* **Veriler**:
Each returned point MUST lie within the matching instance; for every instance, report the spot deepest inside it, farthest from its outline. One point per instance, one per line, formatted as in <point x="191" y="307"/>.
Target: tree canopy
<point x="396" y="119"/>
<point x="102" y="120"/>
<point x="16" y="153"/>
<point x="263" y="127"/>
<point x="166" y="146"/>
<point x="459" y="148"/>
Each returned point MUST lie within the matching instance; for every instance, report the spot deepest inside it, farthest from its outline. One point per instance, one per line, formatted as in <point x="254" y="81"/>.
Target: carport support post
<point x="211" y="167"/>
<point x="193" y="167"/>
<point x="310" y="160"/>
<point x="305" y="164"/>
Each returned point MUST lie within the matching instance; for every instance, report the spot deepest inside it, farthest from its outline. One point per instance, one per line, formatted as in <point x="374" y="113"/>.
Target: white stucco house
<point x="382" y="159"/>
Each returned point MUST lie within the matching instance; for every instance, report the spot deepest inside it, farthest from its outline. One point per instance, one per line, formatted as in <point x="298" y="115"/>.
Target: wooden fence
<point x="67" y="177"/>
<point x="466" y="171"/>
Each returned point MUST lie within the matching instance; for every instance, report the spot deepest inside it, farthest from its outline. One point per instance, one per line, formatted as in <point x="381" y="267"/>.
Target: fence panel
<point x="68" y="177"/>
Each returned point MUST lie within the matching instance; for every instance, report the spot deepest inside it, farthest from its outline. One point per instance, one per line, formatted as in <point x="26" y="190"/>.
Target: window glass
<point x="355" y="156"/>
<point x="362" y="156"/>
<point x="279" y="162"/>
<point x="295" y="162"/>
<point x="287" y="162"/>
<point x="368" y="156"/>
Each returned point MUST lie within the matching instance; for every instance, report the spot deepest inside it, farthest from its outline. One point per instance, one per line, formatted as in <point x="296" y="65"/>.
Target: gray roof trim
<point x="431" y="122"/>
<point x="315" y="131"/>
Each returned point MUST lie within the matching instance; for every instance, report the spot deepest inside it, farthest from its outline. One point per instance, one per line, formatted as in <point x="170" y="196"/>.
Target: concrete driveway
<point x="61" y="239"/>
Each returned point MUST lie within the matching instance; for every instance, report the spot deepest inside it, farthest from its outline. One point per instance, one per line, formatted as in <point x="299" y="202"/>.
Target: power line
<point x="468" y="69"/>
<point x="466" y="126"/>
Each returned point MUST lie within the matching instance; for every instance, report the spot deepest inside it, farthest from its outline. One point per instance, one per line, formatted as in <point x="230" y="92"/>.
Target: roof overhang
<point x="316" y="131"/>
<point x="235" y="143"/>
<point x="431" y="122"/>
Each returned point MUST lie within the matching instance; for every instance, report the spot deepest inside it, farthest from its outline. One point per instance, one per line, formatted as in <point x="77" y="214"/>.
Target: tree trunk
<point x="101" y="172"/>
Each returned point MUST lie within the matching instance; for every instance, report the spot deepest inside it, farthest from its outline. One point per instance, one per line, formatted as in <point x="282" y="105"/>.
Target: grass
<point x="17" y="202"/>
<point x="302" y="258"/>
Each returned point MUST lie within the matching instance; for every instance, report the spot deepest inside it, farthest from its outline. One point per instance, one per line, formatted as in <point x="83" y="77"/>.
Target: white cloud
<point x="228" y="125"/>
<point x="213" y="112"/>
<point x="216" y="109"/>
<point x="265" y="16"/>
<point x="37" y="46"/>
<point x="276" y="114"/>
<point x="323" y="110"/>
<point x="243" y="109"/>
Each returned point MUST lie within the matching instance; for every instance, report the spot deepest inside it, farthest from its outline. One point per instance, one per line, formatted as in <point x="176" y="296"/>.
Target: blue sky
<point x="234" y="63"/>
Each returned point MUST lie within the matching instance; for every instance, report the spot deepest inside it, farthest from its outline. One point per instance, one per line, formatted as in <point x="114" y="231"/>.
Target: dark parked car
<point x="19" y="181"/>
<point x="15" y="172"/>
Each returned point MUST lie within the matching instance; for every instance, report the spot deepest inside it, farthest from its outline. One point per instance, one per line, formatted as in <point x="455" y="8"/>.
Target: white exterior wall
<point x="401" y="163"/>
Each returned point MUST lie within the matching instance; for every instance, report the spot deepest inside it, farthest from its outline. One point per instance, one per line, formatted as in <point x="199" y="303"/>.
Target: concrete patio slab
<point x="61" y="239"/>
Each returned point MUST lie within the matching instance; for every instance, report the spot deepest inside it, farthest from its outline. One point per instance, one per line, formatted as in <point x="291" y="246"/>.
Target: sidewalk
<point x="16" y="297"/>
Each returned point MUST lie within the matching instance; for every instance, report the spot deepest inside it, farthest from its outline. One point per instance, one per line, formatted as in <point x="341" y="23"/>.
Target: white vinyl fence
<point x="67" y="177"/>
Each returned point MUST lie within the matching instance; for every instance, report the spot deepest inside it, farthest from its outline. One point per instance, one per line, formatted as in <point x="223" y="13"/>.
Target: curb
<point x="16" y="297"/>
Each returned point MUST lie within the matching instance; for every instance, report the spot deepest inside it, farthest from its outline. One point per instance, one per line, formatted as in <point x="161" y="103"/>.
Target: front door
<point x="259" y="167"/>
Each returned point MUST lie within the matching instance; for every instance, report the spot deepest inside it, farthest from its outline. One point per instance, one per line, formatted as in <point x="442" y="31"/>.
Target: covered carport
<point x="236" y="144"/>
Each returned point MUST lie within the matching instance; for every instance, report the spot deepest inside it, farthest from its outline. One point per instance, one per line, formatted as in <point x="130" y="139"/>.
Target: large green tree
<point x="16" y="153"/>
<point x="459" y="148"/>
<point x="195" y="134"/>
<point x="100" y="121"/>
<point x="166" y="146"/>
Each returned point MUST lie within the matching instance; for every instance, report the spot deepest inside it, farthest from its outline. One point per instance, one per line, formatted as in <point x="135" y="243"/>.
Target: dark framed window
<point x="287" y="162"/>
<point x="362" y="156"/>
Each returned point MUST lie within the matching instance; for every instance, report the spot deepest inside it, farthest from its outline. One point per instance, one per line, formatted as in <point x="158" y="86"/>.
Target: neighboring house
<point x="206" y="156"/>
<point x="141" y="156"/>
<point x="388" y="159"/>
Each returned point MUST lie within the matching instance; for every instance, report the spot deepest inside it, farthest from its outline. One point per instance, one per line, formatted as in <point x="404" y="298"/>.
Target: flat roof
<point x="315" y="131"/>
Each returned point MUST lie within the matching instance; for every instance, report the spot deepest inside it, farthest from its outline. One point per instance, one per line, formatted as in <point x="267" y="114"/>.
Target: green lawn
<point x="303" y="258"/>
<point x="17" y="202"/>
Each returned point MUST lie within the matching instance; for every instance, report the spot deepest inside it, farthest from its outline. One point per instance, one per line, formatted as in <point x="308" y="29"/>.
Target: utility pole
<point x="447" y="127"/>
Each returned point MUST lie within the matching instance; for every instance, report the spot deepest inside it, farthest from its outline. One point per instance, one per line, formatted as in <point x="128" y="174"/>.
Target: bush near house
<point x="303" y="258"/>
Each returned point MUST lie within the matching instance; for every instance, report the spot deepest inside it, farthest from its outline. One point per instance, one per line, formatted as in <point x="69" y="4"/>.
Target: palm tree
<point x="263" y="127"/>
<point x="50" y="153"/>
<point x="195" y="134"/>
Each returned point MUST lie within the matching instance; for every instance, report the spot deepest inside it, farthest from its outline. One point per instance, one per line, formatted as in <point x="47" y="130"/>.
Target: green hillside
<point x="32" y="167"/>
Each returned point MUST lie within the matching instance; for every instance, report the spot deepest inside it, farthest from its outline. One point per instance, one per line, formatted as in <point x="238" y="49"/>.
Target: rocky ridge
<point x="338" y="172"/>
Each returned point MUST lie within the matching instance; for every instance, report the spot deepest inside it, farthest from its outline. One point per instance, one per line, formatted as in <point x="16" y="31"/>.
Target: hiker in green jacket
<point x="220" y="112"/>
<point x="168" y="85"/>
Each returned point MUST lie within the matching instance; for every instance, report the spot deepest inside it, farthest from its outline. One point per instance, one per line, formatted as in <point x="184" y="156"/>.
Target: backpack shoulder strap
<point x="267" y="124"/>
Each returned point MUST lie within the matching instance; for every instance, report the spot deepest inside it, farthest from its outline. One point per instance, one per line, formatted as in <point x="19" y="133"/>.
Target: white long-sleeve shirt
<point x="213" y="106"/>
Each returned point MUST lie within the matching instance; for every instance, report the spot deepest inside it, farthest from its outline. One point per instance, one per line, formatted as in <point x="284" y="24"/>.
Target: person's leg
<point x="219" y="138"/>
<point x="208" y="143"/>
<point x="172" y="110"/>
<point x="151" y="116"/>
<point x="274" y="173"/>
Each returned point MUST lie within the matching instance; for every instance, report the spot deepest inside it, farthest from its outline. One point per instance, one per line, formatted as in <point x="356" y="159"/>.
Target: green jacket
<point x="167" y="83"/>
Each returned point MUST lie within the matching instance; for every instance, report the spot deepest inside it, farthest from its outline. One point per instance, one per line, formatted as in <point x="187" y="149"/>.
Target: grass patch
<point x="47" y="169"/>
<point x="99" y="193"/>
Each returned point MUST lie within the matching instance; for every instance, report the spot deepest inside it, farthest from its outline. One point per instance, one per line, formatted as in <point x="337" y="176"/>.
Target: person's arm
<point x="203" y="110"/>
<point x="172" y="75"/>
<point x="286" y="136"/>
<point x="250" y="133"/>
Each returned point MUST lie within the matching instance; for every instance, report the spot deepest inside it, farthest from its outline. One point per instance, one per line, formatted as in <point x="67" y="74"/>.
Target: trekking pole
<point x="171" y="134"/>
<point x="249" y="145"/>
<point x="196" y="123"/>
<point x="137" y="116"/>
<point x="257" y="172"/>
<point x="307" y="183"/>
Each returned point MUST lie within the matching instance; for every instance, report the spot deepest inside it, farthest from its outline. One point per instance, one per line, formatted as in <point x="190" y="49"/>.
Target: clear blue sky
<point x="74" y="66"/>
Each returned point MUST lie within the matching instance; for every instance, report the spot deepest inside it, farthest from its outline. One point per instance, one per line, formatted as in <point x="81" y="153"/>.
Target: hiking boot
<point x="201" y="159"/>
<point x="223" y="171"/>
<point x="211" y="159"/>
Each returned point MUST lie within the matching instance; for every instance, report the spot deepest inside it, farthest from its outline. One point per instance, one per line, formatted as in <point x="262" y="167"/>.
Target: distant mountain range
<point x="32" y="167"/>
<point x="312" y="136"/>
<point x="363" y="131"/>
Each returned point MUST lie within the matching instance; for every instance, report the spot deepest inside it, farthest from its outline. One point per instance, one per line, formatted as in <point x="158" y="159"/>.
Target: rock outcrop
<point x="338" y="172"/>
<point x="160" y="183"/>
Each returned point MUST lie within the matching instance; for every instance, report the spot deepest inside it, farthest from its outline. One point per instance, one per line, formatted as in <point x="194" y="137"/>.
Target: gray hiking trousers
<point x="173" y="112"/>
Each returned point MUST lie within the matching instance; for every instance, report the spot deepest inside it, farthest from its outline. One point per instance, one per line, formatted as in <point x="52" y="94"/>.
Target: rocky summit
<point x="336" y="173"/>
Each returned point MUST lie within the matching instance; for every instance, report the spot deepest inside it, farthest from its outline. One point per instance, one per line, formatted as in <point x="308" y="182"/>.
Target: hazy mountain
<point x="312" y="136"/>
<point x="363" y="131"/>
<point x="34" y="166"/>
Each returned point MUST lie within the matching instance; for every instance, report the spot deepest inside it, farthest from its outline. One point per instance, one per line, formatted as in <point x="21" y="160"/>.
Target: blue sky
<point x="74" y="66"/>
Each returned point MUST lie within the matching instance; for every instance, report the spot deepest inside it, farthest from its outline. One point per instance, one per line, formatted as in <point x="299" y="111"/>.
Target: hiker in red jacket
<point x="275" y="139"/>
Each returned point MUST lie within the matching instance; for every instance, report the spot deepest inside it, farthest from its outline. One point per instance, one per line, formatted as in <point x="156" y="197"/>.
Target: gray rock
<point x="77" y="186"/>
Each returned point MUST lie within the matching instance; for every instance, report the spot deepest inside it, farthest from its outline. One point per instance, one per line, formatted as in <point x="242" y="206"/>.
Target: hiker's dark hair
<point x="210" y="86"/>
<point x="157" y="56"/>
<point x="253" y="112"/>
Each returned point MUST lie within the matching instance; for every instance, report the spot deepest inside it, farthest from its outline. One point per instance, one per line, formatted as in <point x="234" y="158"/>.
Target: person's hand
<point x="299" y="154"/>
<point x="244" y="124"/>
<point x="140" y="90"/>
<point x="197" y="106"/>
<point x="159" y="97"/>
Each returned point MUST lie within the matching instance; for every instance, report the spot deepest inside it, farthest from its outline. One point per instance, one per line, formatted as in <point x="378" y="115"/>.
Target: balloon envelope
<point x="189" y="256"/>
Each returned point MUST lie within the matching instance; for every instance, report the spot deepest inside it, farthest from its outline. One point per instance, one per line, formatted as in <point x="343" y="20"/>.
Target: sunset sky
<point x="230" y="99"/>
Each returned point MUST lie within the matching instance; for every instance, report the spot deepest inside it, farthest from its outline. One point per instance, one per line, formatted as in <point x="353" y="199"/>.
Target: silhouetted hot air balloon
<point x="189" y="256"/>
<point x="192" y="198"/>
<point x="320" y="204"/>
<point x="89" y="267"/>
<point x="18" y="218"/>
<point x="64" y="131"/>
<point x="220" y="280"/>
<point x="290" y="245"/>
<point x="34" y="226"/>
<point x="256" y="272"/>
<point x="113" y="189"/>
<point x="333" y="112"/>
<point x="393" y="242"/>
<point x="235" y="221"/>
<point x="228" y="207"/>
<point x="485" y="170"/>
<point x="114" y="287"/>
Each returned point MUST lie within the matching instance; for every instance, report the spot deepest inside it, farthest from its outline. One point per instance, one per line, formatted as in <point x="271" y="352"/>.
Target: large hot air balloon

* **Alıştırma yönergesi**:
Yukarıdaki satırlardan kaçında "concrete" sözcüğünün geçtiğini sayın ve yalnızca sayıyı yazın. Büyük-küçük harf ayrımı dikkate alınır.

* **Görev sonucu**:
2